What you are asked to do
Reproduce the material below, replacing each occurrence of "Reviewer note" with "Annotator note" and leaving everything else unchanged.

Data
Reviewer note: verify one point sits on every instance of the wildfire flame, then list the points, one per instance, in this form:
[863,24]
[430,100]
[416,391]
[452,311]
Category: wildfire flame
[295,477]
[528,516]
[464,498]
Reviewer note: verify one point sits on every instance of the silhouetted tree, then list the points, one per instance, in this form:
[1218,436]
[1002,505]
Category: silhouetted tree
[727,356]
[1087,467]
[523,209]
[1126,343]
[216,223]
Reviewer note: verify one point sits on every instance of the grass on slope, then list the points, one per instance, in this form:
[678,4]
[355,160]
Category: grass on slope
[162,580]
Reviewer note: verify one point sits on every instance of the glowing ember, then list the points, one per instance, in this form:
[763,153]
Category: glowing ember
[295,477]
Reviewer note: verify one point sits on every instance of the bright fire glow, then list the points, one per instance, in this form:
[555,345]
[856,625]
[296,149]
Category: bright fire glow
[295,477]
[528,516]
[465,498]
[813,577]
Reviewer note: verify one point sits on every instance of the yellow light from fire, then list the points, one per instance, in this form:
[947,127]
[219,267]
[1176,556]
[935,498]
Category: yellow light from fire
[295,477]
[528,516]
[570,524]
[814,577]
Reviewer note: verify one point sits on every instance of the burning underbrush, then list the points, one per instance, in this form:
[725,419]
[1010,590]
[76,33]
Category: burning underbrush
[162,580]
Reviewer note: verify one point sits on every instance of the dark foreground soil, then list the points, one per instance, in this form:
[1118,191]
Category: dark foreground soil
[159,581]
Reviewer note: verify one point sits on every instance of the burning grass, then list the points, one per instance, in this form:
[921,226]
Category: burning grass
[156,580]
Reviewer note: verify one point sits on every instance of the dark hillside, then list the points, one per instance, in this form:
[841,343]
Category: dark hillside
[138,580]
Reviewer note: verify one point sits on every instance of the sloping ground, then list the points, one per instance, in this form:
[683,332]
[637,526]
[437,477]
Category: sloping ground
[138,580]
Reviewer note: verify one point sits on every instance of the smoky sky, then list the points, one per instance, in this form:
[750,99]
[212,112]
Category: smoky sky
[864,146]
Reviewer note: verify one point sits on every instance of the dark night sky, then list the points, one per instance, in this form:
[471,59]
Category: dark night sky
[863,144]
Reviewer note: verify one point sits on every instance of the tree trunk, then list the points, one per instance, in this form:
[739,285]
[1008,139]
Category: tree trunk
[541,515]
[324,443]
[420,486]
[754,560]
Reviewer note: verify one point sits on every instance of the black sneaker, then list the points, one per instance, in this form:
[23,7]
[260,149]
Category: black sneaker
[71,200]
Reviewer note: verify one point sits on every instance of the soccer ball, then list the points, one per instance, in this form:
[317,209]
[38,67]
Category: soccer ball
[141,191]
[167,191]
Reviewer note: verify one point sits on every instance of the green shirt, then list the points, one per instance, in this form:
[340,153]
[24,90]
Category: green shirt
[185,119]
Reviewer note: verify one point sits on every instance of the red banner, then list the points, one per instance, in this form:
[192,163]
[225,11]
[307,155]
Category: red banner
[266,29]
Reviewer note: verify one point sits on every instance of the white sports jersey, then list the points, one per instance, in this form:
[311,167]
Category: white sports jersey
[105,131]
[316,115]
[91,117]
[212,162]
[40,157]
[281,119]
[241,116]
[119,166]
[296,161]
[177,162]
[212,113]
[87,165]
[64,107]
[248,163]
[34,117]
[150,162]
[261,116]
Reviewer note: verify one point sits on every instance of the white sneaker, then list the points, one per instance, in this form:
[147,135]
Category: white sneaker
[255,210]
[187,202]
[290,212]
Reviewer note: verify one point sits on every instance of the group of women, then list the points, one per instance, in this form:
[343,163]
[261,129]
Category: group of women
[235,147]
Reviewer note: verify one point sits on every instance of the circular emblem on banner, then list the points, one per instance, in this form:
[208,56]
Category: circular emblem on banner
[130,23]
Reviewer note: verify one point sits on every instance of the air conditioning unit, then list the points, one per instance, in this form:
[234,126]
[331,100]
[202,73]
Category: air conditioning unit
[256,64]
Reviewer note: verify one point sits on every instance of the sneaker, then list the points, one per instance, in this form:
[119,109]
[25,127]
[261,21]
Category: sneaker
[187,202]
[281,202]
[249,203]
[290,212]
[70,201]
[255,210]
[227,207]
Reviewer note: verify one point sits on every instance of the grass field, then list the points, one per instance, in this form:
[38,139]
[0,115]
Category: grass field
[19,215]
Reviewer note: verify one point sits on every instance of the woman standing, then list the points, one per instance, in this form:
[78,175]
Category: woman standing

Result of the task
Annotator note: verify one point sits on every instance of the wildfire flame, then list the points, one per instance, in this form:
[863,24]
[430,100]
[416,391]
[452,311]
Category: wildfire flame
[295,477]
[528,516]
[464,498]
Annotator note: verify one point sits on every instance of the silhouetted tree, then list the points, one per instance, in this form:
[1218,436]
[1002,505]
Category: silhouetted tree
[727,356]
[1087,467]
[523,209]
[1126,343]
[216,223]
Annotator note: verify one point sits on every instance of the grass on slope, then list the points, one per instance, in this form:
[678,4]
[355,160]
Category: grass on slope
[162,580]
Annotator note: verify one point sits on every instance of the glowing ember, then list the points, one per instance, in this form:
[763,153]
Category: glowing ember
[295,477]
Annotator note: verify one point sits on every instance of the bright fire glow, then list the points, one per instance, in this form:
[555,345]
[856,625]
[296,149]
Category: bright fire glow
[295,477]
[528,516]
[465,498]
[813,577]
Annotator note: verify one point sits on every instance of the yellow light from fire, then list the points, one per instance, in this form:
[947,127]
[219,267]
[1176,556]
[935,498]
Category: yellow light from fire
[295,477]
[528,516]
[570,524]
[814,577]
Annotator note: verify one point sits on every instance of the burning underbrush, then list the points, one per instance, in this form:
[725,419]
[1010,590]
[76,33]
Category: burning underbrush
[162,580]
Annotator note: verify one point sits on every instance of the dark foreground soil, then list the points, one per instance, in this form:
[1118,191]
Category: dark foreground soil
[159,581]
Annotator note: verify one point sits on every instance of the burning grass, then list the points, one per instance, in this form:
[921,226]
Category: burning grass
[156,580]
Annotator note: verify one point sits on every instance of the dark hillside, then list the points, one per instance, in this form:
[841,343]
Category: dark hillside
[138,580]
Annotator note: verify one point sits on every instance of the sloping ground, then list the points, one per instance, in this form:
[683,332]
[637,526]
[437,477]
Category: sloping ground
[138,580]
Annotator note: verify one point sits on every instance of the smoky sky, then list the points, one per instance, in this form:
[750,99]
[212,112]
Category: smoky sky
[864,146]
Annotator note: verify one point sits on every instance of the dark night sky, then list the points, one per instance, in this form:
[471,59]
Category: dark night sky
[863,144]
Annotator note: verify one point sits on every instance of the tree trunk, then list the points, one per instance, in this form:
[739,285]
[1008,139]
Category: tree trunk
[541,515]
[324,443]
[420,486]
[754,560]
Annotator note: verify one point sits on every instance of the black sneaker, then list the points, one per instance, in this form:
[23,7]
[260,149]
Category: black sneaker
[71,200]
Annotator note: verify one point sits on every instance of the soccer ball, then list the points, one per instance, in this form:
[317,209]
[38,67]
Category: soccer ball
[141,191]
[167,191]
Annotator note: verify one point sits on every instance of the green shirt, then list the points, one per instance, in this form:
[340,153]
[24,90]
Category: green shirt
[185,119]
Annotator note: verify one point sits on every instance of the red banner, then list the points, one per instance, in this form:
[192,163]
[225,11]
[307,155]
Category: red banner
[266,29]
Annotator note: verify one point sits on every instance of the white sports jersey, then list the points, one per instance, in this form:
[311,167]
Category: white sports jersey
[105,131]
[316,115]
[91,117]
[212,162]
[40,157]
[281,119]
[241,116]
[119,166]
[296,161]
[177,162]
[212,113]
[87,165]
[64,107]
[248,163]
[34,117]
[150,162]
[261,116]
Annotator note: verify one point sits on every instance of the white sneaker, then list the points, one per instance, in this form:
[147,135]
Category: white sneaker
[255,210]
[187,202]
[290,212]
Annotator note: verify one point sits on every instance of the group of women, then list the points, one per instance, in this form:
[343,163]
[261,129]
Category: group of women
[235,147]
Annotator note: verify one point sits on every instance of the circular emblem on banner, then list the points, one per instance, in this form:
[208,56]
Category: circular emblem on banner
[130,23]
Annotator note: verify one point sits on every instance of the air conditioning unit, then list the points, one per instance, in this form:
[234,126]
[331,100]
[202,73]
Category: air conditioning unit
[256,64]
Annotator note: verify one point sits on every instance of the sneaker, then list the points, one per instance, in this form:
[119,109]
[25,127]
[261,21]
Category: sneaker
[187,202]
[281,202]
[249,203]
[290,212]
[70,201]
[255,210]
[227,207]
Annotator note: verify one point sits on every instance of the grass field, then list the points, one per instance, in this form:
[38,139]
[0,115]
Category: grass field
[19,215]
Annotator note: verify one point sits on every instance of the woman standing, then list the points, one per instance, in this form:
[78,175]
Category: woman standing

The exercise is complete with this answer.